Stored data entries
- Opening Delimiter -

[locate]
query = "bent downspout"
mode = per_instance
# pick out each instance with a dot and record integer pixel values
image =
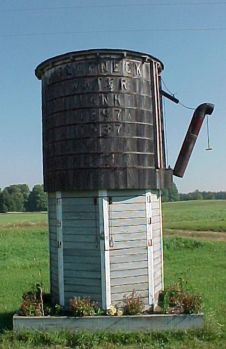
(191, 137)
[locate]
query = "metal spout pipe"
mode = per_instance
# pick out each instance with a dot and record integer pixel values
(196, 123)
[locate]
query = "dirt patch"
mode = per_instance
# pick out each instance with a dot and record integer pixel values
(203, 235)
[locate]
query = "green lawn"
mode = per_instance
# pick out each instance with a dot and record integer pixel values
(24, 261)
(20, 219)
(200, 215)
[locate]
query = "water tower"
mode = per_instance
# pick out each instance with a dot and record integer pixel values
(104, 167)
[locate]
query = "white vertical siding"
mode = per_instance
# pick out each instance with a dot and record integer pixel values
(110, 245)
(128, 248)
(82, 267)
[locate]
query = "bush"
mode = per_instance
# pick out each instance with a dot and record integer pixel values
(32, 304)
(178, 299)
(133, 304)
(83, 307)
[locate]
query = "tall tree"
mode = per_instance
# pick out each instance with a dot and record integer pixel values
(170, 194)
(13, 198)
(37, 200)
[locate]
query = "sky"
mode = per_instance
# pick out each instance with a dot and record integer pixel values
(188, 36)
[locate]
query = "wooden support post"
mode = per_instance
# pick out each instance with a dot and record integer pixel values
(150, 248)
(60, 247)
(104, 248)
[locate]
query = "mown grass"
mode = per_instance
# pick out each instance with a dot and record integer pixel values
(24, 261)
(199, 215)
(23, 219)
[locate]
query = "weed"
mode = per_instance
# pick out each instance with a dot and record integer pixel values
(177, 298)
(133, 304)
(32, 304)
(83, 306)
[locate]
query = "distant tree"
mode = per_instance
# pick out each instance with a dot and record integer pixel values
(13, 198)
(165, 195)
(37, 200)
(170, 194)
(196, 195)
(1, 202)
(173, 193)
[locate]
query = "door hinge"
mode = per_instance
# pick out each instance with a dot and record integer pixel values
(149, 242)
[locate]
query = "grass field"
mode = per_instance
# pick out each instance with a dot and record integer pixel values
(200, 215)
(24, 261)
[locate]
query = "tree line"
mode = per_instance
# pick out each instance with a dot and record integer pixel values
(19, 198)
(173, 195)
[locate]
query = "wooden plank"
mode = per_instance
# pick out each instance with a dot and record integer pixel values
(127, 222)
(124, 214)
(79, 194)
(129, 244)
(127, 258)
(80, 245)
(129, 237)
(77, 260)
(81, 253)
(94, 296)
(82, 224)
(121, 193)
(88, 289)
(128, 229)
(128, 272)
(120, 296)
(130, 280)
(78, 202)
(120, 206)
(75, 238)
(129, 265)
(71, 266)
(83, 274)
(129, 251)
(82, 282)
(79, 215)
(129, 288)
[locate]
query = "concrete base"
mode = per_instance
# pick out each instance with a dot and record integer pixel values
(153, 322)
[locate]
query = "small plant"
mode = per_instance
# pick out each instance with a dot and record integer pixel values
(32, 304)
(177, 298)
(83, 307)
(133, 304)
(190, 303)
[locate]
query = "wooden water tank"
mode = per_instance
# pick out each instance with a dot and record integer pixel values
(102, 121)
(104, 166)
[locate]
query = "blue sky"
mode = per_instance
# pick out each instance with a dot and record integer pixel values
(188, 36)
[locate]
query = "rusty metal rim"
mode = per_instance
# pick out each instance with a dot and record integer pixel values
(75, 55)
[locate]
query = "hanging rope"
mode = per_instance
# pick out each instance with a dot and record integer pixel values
(208, 134)
(165, 133)
(173, 94)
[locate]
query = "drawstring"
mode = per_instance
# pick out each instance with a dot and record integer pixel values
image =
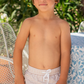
(46, 75)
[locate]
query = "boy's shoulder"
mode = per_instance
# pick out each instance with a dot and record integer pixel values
(63, 23)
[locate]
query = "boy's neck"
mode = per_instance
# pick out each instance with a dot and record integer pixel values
(46, 15)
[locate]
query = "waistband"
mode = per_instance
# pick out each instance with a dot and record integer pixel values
(40, 71)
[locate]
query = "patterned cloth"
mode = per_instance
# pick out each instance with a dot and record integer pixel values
(76, 70)
(38, 76)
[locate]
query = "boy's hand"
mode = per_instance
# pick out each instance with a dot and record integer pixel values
(20, 80)
(61, 82)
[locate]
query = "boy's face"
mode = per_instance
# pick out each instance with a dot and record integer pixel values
(44, 5)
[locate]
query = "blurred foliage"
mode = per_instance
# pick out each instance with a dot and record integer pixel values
(69, 10)
(18, 10)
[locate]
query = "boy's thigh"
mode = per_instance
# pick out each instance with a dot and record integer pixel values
(31, 78)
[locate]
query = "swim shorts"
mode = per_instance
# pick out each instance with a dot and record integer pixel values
(38, 76)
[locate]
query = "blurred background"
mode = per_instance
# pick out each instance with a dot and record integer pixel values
(15, 11)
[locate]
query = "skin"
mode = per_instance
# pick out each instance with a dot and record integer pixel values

- Closing Delimiter -

• Task goal: Each entry is to be returned as it stands, and each picture is to be left out.

• Answer section:
[locate]
query = "bent downspout"
mode = per_instance
# pick out each instance with a dot and record integer pixel values
image =
(191, 137)
[locate]
query = "metal spout pipe"
mode = per_instance
# pick out each instance with a dot and record integer pixel values
(196, 123)
[locate]
query = "dirt patch"
mode = per_instance
# pick out each instance with a dot and record integer pixel values
(203, 235)
[locate]
query = "green lawn"
mode = per_instance
# pick out each instance with a dot and record integer pixel values
(24, 261)
(20, 219)
(200, 215)
[locate]
query = "water tower"
mode = per_instance
# pick out each instance with a dot and record integer pixel values
(104, 167)
[locate]
query = "white vertical siding"
mode = per_instance
# pick out each instance with a dot and record integer pixel values
(110, 245)
(128, 248)
(82, 267)
[locate]
query = "bush"
mode = per_instance
# pick out each instance with a dot and record integer pixel values
(32, 304)
(178, 299)
(133, 304)
(83, 307)
[locate]
query = "tall tree"
mode = per_instance
# pick out each instance with a dot and record integer pixel values
(170, 194)
(13, 198)
(37, 200)
[locate]
query = "sky"
mode = per_instance
# pick out each instance with a dot and record integer pixel values
(188, 36)
[locate]
query = "wooden support post"
mode = per_instance
# pick out each instance with a dot and record integer pixel values
(150, 248)
(60, 247)
(104, 248)
[locate]
query = "mown grass"
mode = per_instance
# pick out each instance with a dot and record integer pixel values
(24, 261)
(199, 215)
(23, 219)
[locate]
query = "weed"
mode = per_instance
# pick out each instance with a dot and record integer pixel values
(177, 298)
(133, 304)
(32, 304)
(83, 306)
[locate]
query = "distant tree"
mode = per_instance
# pick out each instance with a dot and record integer pixel values
(13, 198)
(165, 195)
(37, 200)
(170, 194)
(196, 195)
(1, 202)
(173, 193)
[locate]
query = "door hinge"
mode = per_instance
# pick out each instance with a dot and record integer pixel values
(149, 242)
[locate]
query = "grass field"
mode = per_instance
# pick out each instance with a dot and record integer pixel values
(200, 215)
(24, 261)
[locate]
query = "tree line"
mode = per_instance
# pick out each instance with a dot and record integer pixel values
(19, 198)
(173, 195)
[locate]
query = "wooden plank"
mode = per_instance
# pick out each instance with a dot and record integer pixel values
(127, 222)
(124, 214)
(79, 194)
(129, 244)
(127, 258)
(80, 245)
(129, 237)
(77, 260)
(81, 253)
(94, 296)
(82, 224)
(121, 193)
(88, 289)
(128, 229)
(128, 272)
(120, 296)
(130, 280)
(78, 202)
(120, 206)
(75, 238)
(129, 265)
(71, 266)
(83, 274)
(129, 251)
(82, 282)
(79, 215)
(129, 288)
[locate]
query = "concrete base"
mode = per_instance
# pick out each instance with a dot and record integer pixel values
(153, 322)
[locate]
query = "small plant"
mode = per_instance
# pick out each instance with a dot and record integer pixel values
(32, 304)
(177, 298)
(83, 307)
(133, 304)
(190, 303)
[locate]
query = "wooden water tank"
mode = per_instance
# pick out each instance with a dot and record integer pixel values
(102, 121)
(104, 166)
[locate]
query = "blue sky"
mode = per_instance
# pick out each instance with a dot and record integer pixel values
(188, 36)
[locate]
query = "rusty metal rim"
mode = per_instance
# pick out each instance with a dot and record integer pixel values
(75, 55)
[locate]
query = "hanging rope"
mode = per_instance
# pick out each instance with a dot and record integer pixel values
(208, 134)
(165, 133)
(173, 94)
[locate]
query = "drawstring"
mode = per_instance
# pick out each instance with a dot and record integer pixel values
image =
(46, 75)
[locate]
query = "boy's shoulder"
mode = per_instance
# pick out each instance with a dot and record integer pixel values
(63, 23)
[locate]
query = "boy's neck"
mode = per_instance
# pick out each instance with a dot and record integer pixel values
(46, 15)
[locate]
query = "waistband"
mode = per_instance
# pick out each instance with a dot and record integer pixel values
(40, 71)
[locate]
query = "patterned cloth"
mode = per_instance
# pick out each instance with a dot and record integer pixel values
(76, 70)
(38, 76)
[locate]
query = "boy's hand"
mode = per_instance
# pick out each instance with a dot and record integer pixel values
(20, 80)
(61, 82)
[locate]
query = "boy's face"
mode = per_instance
# pick out each instance with a dot and record integer pixel values
(44, 5)
[locate]
query = "blurred foliage"
mode = per_instance
# pick out each instance with a dot and record integer pixel values
(69, 10)
(18, 10)
[locate]
query = "boy's thigh"
mode = per_instance
# pick out each instance with a dot and record integer pixel values
(31, 78)
[locate]
query = "swim shorts"
mode = per_instance
# pick out each instance with a dot and record integer pixel values
(38, 76)
[locate]
query = "blurred background"
mode = per_instance
# pick out each instance with a dot and record integer pixel values
(15, 11)
[locate]
query = "skin"
mode = per_instance
# pick out each instance with a dot and record integer pixel values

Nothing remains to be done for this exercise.